▸ What you need to do
Render the lines below as a Markdown table with two columns, Row and Line, and leave out blank lines and the pictures.

▸ Exercise materials
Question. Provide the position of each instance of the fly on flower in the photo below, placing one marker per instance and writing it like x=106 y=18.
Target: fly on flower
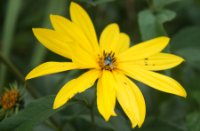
x=110 y=61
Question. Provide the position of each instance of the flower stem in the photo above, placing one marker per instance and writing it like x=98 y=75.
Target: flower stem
x=93 y=119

▸ Finished task
| Row | Line |
|---|---|
| 1 | Question. Provide the position of each instance of the fly on flower in the photo below, placing one marker per instance and writing it like x=106 y=18. |
| 2 | Target: fly on flower |
| 3 | x=110 y=61 |
| 4 | Question. Provide the position of each instance of the flower stem in the photo above, placing one marker per instance and writing it like x=98 y=75. |
| 5 | Target: flower stem |
| 6 | x=93 y=119 |